#### SOAL LATIHAN:
[1] Jawablah pertanyaan berikut berdasarkan tulisan tentang Aceh.
(a) Menurut tulisan tentang Aceh, siapa yang melayani dan siapa yang dilayani?
(b) Apa fungsi lain negara yang disebutkan dalam tulisan tentang Aceh?
(c) Dengan pola apa sebuah kebijakan dahulu terlalu sering lahir?
[2] Lanjutkan tulisan tentang Aceh setelah kalimat terakhir yang tersedia.

#### TEKS:
•••
Provinsi Aceh dan ALA di Bawah Wali Nanggroe?

oleh

Oleh : Yunadi HR

yunadiSejatinya, tidak ada lain tujuan dari dibentuknya sebuah negara/pemerintahan melainkan untuk kesejahteraan warganya menuju Negara yang sejahtera (welfare state). Untuk itu tentu dibentuk sebuah konsensus bersama bahwa ada yang melayani dan tentu ada yang dilayani, ada yang memerintah dan ada yang diperintah. Yang melayani adalah aparatur negara, sementara yang dilayani adalah warga negaranya.

Kemudian yang memerintah adalah aturan perundang-undangan (Rule/Regulation), dan yang diperintah adalah, kebijakan-kebijakan untuk dan demi rakyat. Itulah sebenarnya hakekat keberadaan sebuah Negara. Dan fungsi lainnya negara yaitu melindungi warga negaranya, dari bentuk ketidakadilan, baik oleh sesama warga, maupun dari kebijakan negara itu sendiri dan ancaman dari luar.

Bagaimana upaya agar negara mampu melayani warganya sehingga terwujud kesejahteraan dan keadilan bagi warga negara?

Tentu dengan optimalisasi pelayanan terhadap masyarakat (public services), pemastian terjadi distribusi dan pemerataan sumber-sumber ekonomi, serta pemastian adanya kesempatan yang sama guna berperan dalam pembangunan.

Sepintas hal itu terasa begitu mudah, mudah untuk diucapkan, akan tetapi seringkali timpang dalam pelaksanaan, sehingga terjadilah resistensi (penolakan) terhadap kebijakan-pkebijakan pemerintahan. Terlabih lagi dahulu, terlalu sering sebuah kebijakan lahir dengan pola top down.

Berbicara wilayah Aceh, adalah berbicara sesuatu yang istimewa, berbicara sejarah kegemilangan, berbicara kejayaan kerajaan Islam, dan berbicara multi kultural serta berbicara konflik panjang yang tak terbilang.
•••
#### CUPLIKAN DATA:
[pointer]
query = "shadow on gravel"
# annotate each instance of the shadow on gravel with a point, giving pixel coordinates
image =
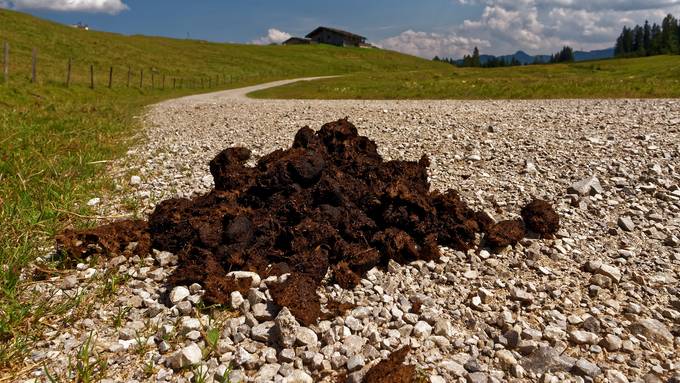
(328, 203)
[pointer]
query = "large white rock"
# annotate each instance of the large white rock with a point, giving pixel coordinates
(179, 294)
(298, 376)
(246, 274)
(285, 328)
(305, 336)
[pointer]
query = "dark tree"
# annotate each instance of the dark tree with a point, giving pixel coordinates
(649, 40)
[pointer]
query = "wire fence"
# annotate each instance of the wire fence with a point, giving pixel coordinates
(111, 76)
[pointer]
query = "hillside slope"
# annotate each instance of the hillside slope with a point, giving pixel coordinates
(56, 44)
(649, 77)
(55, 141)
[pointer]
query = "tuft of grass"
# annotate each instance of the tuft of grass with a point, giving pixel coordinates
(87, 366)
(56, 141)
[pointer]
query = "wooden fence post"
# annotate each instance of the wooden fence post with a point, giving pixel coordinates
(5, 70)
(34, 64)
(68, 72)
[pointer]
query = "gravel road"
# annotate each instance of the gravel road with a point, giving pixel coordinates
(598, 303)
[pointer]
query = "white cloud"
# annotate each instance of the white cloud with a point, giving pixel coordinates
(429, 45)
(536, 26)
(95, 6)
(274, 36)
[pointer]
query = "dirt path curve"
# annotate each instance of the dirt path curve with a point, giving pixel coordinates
•••
#### PEMBAHASAN SOAL:
[1]
(a) Yang melayani adalah aparatur negara, sedangkan yang dilayani adalah warga negaranya.
(b) Negara berfungsi melindungi warga negaranya dari bentuk ketidakadilan, baik oleh sesama warga maupun dari kebijakan negara itu sendiri, serta dari ancaman dari luar.
(c) Dengan pola top down.

[2]
Aceh sebagai sebuah wilayah yang memiliki penduduk Asli dari Gayo, yang berada di pegunungan; bahkan jauh sebelum peradaban modern ada, di Aceh; tepatnya di kabupaten Aceh Tengah, Tanoh Gayo; telah ditemukan kerangka manusia pra sejarah yang telah memiliki peninggalan budaya yang berusia ribuan tahun yang lalu.

Bahkan beberapa minggu yang lalu, arkeolog dari Balar Arkeologi Medan, yang melakukan ekskavasi di Loyang mendale, Kecamatan Kebayakan, Kabupaten Aceh Tengah, menemukan peninggalan nenek moyang orang Gayo berupa Blackware (salahsatu gerabah milik budaya austronesia yang berusia sekitar 4000 tahun yang lalu).

Dengan penemuan itu, indikasi tentang teori sebaran penduduk austronesia yang berasal dari Taiwan dan India bisa dipatahkan, karena Blackware yang ditemukan Taiwan dan India justru berusia lebih muda yaitu 3000 sampai 2000 tahun yang lalu, hal ini diperkuat oleh Ketut Wiradnyana, Arkeolog BALAR Medan yang melakukan ekskavasi bersama timnya. selain itu bahasa Gayo diyakini sebagai bahasa yang berusia sangat tua, yang memiliki kosakata dan aksara.

Bahkan penutur bahasa Gayo dapat dengan mudah melafalkan (mengucapkan) bahasa manapun dengan mudah. Artinya bahasa Gayo telah melewati berbagai zaman, dan karenanya menjadi adaftif (mudah beradaftasi) dengan bahasa manapun. Itu beberapa bukti dan alasan suku Gayo sebagai suku asli yang mendiami wilayah Aceh.

Dengan keberadaan luas wilayah Aceh yang sedemikian terbentang luas, dengan potensi sejarah yang sedemikian gilang gemilang dimasa lalu, kiranya bukan alasan yang mengada-ada,manakala Aceh ingin kejayaan itu kembali hadir.

Aceh yang telah lama menjadi negara berdaulat, pasca tahun 1873 lah Aceh mulai diperangi belanda dan terjajah, walau pun pada hakikatnya Belanda tidak pernah menakhlukan Aceh.

Disetiap masa kejayaan Aceh, selalu disertai kejayaan Islam, karena Islam lah penopang keadilan dan kesejahteraan Rakyat Aceh. di tahun 1945, atas rasa keislaman dan persatuan islam nusantara, maka Aceh menyatukan diri dalam sebuah wilayah yang dinamakan kemudian adalah Indonesia.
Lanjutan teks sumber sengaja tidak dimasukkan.